Identify every line below that contains the string "locate", matching case exactly, and copy each such line.

-- START Source material --

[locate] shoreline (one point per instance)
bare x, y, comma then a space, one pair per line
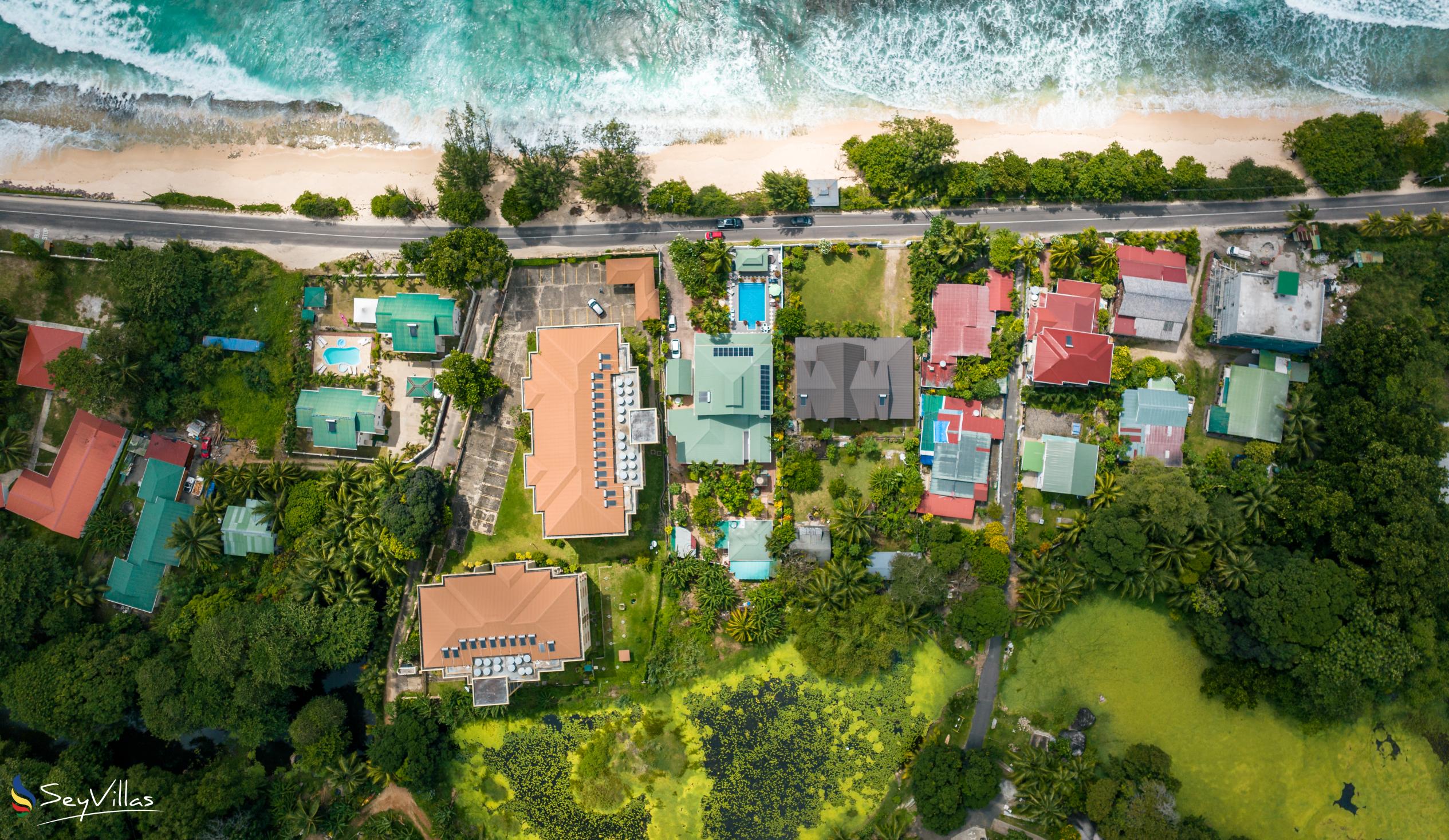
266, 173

-- END Source material --
-- START Source material --

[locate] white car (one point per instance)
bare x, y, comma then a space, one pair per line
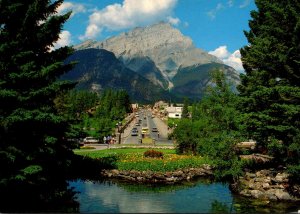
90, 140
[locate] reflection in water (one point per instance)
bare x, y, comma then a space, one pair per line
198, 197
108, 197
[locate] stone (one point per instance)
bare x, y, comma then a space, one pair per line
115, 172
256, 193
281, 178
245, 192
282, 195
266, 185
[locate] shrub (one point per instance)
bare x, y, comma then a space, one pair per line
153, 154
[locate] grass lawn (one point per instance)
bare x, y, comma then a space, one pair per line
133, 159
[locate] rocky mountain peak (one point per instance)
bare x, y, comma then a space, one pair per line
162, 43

-- END Source material --
-- START Source material --

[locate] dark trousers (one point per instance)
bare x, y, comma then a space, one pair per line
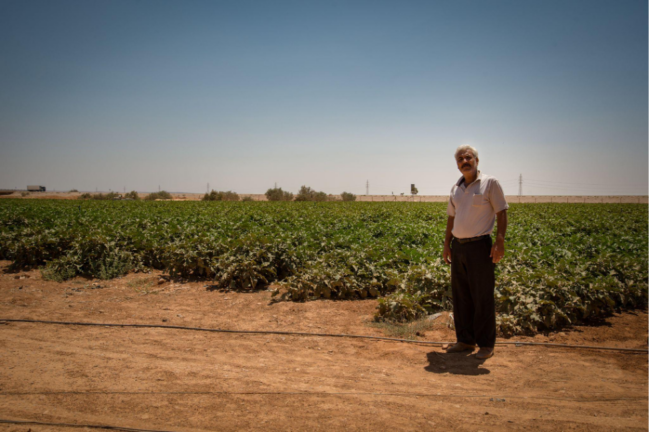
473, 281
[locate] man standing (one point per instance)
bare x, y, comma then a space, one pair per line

-- END Source material --

-- Expected answer --
[locate] shoreline (one point per instance)
[locate] white car (one point per instance)
[locate] reflection in water (one point per instance)
[locate] stone (one point per instance)
[locate] shrub (one point per instance)
[locate] grass lawn (one point per instance)
[locate] rocky mountain peak (one point per instance)
[locate] dark trousers (one point per instance)
[locate] man standing (one point per instance)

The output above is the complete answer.